What you have to do
Gather every line of the entries that includes the word "outline".

Source material: Begin

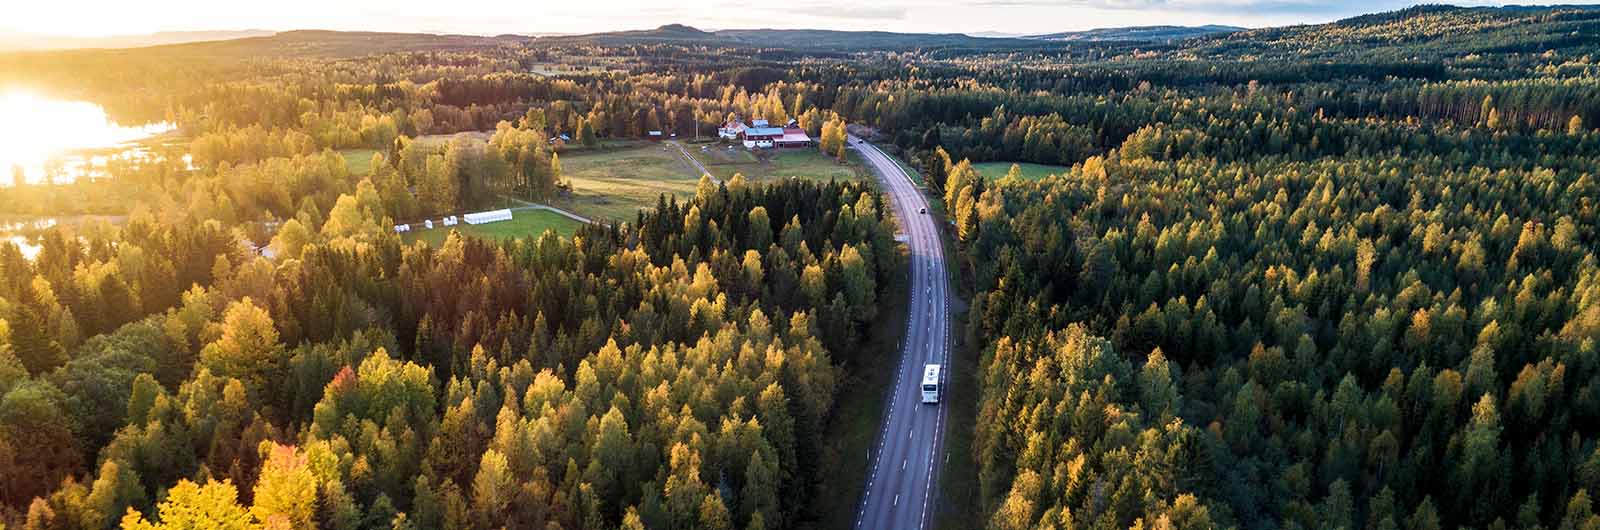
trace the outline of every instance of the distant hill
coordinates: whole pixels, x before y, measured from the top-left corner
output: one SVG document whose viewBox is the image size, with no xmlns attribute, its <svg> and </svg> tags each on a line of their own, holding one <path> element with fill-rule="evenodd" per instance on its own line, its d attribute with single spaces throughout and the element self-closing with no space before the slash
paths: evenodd
<svg viewBox="0 0 1600 530">
<path fill-rule="evenodd" d="M 0 31 L 0 51 L 142 48 L 167 44 L 268 37 L 276 33 L 275 31 L 250 29 L 242 31 L 163 31 L 147 35 L 114 35 L 109 37 L 61 37 Z"/>
<path fill-rule="evenodd" d="M 1045 35 L 1031 35 L 1023 37 L 1034 40 L 1066 41 L 1066 42 L 1174 42 L 1194 37 L 1218 35 L 1244 31 L 1245 28 L 1236 26 L 1133 26 L 1126 28 L 1101 28 L 1085 31 L 1064 31 Z"/>
<path fill-rule="evenodd" d="M 521 44 L 532 37 L 502 35 L 436 35 L 432 33 L 388 33 L 373 31 L 285 31 L 270 37 L 168 47 L 171 51 L 203 51 L 221 55 L 262 53 L 286 56 L 347 57 L 405 51 L 458 51 L 503 44 Z"/>
<path fill-rule="evenodd" d="M 358 57 L 395 52 L 466 51 L 502 45 L 522 45 L 534 37 L 501 35 L 435 35 L 431 33 L 383 33 L 368 31 L 295 30 L 265 36 L 147 46 L 137 53 L 150 57 L 177 59 L 223 59 L 242 57 Z M 89 49 L 0 50 L 12 53 L 96 53 Z M 104 50 L 104 53 L 135 53 L 134 50 Z"/>
<path fill-rule="evenodd" d="M 438 35 L 298 30 L 176 32 L 103 39 L 61 39 L 0 32 L 0 52 L 127 48 L 172 57 L 353 57 L 407 51 L 466 51 L 501 46 L 677 44 L 762 49 L 766 57 L 869 50 L 1059 50 L 1118 53 L 1158 43 L 1173 53 L 1219 60 L 1279 59 L 1395 64 L 1439 63 L 1473 54 L 1592 52 L 1600 6 L 1453 7 L 1424 5 L 1327 24 L 1243 29 L 1232 26 L 1138 26 L 1008 37 L 994 33 L 896 33 L 816 29 L 702 30 L 682 24 L 584 35 Z M 23 52 L 29 53 L 29 52 Z M 39 53 L 39 52 L 31 52 Z M 57 53 L 88 53 L 61 51 Z M 109 53 L 129 53 L 111 51 Z M 787 57 L 787 56 L 785 56 Z M 1484 65 L 1483 68 L 1488 68 Z"/>
<path fill-rule="evenodd" d="M 1327 24 L 1212 35 L 1189 51 L 1216 57 L 1418 61 L 1592 48 L 1600 6 L 1421 5 Z"/>
<path fill-rule="evenodd" d="M 1020 39 L 1026 38 L 1026 33 L 1013 33 L 1009 31 L 969 31 L 967 35 L 985 39 Z"/>
<path fill-rule="evenodd" d="M 1039 47 L 1042 45 L 1038 41 L 973 37 L 960 33 L 894 33 L 888 31 L 836 31 L 822 29 L 724 29 L 704 31 L 682 24 L 668 24 L 650 30 L 615 31 L 552 38 L 583 40 L 609 45 L 673 42 L 799 50 L 994 48 Z"/>
</svg>

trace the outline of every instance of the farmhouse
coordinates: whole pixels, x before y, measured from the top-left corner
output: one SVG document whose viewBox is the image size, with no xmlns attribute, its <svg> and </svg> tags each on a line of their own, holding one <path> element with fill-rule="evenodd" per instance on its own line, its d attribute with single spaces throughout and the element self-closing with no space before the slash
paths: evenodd
<svg viewBox="0 0 1600 530">
<path fill-rule="evenodd" d="M 750 127 L 746 126 L 744 122 L 734 120 L 724 123 L 721 127 L 718 127 L 717 136 L 722 137 L 723 140 L 738 140 L 739 135 L 744 134 L 744 130 L 749 128 Z"/>
<path fill-rule="evenodd" d="M 744 130 L 745 147 L 772 147 L 781 138 L 783 129 L 777 127 L 751 127 Z"/>
<path fill-rule="evenodd" d="M 783 129 L 779 127 L 751 127 L 744 130 L 745 141 L 771 141 L 779 138 L 783 138 Z"/>
<path fill-rule="evenodd" d="M 760 118 L 750 120 L 750 123 L 747 126 L 742 121 L 731 120 L 717 128 L 717 136 L 726 140 L 741 140 L 748 149 L 811 146 L 811 137 L 795 120 L 789 120 L 783 127 L 774 127 L 771 122 Z"/>
<path fill-rule="evenodd" d="M 751 127 L 744 130 L 744 146 L 810 147 L 811 136 L 799 127 Z"/>
</svg>

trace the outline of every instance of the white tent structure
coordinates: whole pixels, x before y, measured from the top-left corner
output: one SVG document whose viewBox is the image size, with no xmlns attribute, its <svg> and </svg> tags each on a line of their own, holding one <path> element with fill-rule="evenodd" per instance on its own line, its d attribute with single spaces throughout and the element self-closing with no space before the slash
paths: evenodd
<svg viewBox="0 0 1600 530">
<path fill-rule="evenodd" d="M 469 213 L 461 216 L 469 225 L 498 223 L 511 220 L 511 210 L 492 210 L 487 212 Z"/>
</svg>

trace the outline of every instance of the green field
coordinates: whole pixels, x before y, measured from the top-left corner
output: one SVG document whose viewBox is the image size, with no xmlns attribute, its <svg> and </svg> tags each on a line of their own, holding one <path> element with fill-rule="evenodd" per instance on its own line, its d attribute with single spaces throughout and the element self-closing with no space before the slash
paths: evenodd
<svg viewBox="0 0 1600 530">
<path fill-rule="evenodd" d="M 572 195 L 553 202 L 591 219 L 631 221 L 640 208 L 654 208 L 662 193 L 680 201 L 694 196 L 696 173 L 666 144 L 574 152 L 561 157 L 561 176 L 572 183 Z"/>
<path fill-rule="evenodd" d="M 816 149 L 769 149 L 757 154 L 743 147 L 730 149 L 719 144 L 685 145 L 684 148 L 705 164 L 712 176 L 724 180 L 733 178 L 735 173 L 752 182 L 789 177 L 824 181 L 871 177 L 855 151 L 846 154 L 846 163 L 840 164 Z"/>
<path fill-rule="evenodd" d="M 400 240 L 406 244 L 411 244 L 414 241 L 427 241 L 430 245 L 439 246 L 444 243 L 445 237 L 450 235 L 451 230 L 461 232 L 462 235 L 493 240 L 514 237 L 537 237 L 543 234 L 545 230 L 555 230 L 557 234 L 570 236 L 572 232 L 578 229 L 579 224 L 577 221 L 561 214 L 546 210 L 517 210 L 512 213 L 510 221 L 498 223 L 482 225 L 461 223 L 449 228 L 435 224 L 433 230 L 423 230 L 419 224 L 413 228 L 412 232 L 401 234 Z"/>
<path fill-rule="evenodd" d="M 997 179 L 1006 176 L 1006 173 L 1011 171 L 1011 164 L 1011 162 L 979 162 L 973 164 L 972 168 L 978 170 L 978 173 L 985 177 Z M 1050 175 L 1066 173 L 1072 169 L 1067 166 L 1049 166 L 1045 164 L 1029 164 L 1027 162 L 1017 163 L 1017 166 L 1022 168 L 1022 178 L 1026 180 L 1039 180 Z"/>
<path fill-rule="evenodd" d="M 489 137 L 493 135 L 494 131 L 464 131 L 453 134 L 425 134 L 416 138 L 412 138 L 411 141 L 423 147 L 444 149 L 445 146 L 450 145 L 450 141 L 454 140 L 457 136 L 465 136 L 480 142 L 488 143 Z"/>
<path fill-rule="evenodd" d="M 351 175 L 366 175 L 372 172 L 372 155 L 378 153 L 377 149 L 341 149 L 339 154 L 344 155 L 344 165 L 350 168 Z"/>
<path fill-rule="evenodd" d="M 463 134 L 484 138 L 481 133 Z M 443 146 L 452 136 L 423 136 L 417 141 Z M 758 155 L 742 147 L 728 149 L 715 144 L 701 150 L 702 145 L 691 144 L 684 148 L 705 164 L 712 176 L 723 180 L 732 178 L 735 173 L 743 174 L 751 182 L 790 177 L 823 181 L 871 178 L 855 151 L 850 151 L 847 162 L 840 164 L 815 149 L 767 150 Z M 371 170 L 375 152 L 373 149 L 346 149 L 340 154 L 344 155 L 352 173 L 366 174 Z M 674 194 L 679 201 L 694 196 L 695 186 L 700 182 L 699 170 L 685 161 L 676 147 L 639 140 L 606 140 L 594 149 L 569 146 L 561 154 L 561 174 L 572 184 L 572 194 L 550 201 L 551 205 L 596 220 L 631 221 L 639 209 L 654 208 L 656 198 L 663 193 Z M 443 241 L 445 232 L 434 231 L 440 232 L 435 239 Z"/>
</svg>

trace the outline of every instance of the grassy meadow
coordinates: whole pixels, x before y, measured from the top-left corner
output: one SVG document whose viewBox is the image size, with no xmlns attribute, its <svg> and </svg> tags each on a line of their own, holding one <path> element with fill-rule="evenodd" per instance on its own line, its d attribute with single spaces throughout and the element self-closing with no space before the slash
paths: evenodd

Source material: End

Written answer
trace the outline of every instance of the distant hill
trace the outline of every instance of the farmhouse
trace the outline of every instance of the white tent structure
trace the outline of every instance of the green field
trace the outline of every instance of the grassy meadow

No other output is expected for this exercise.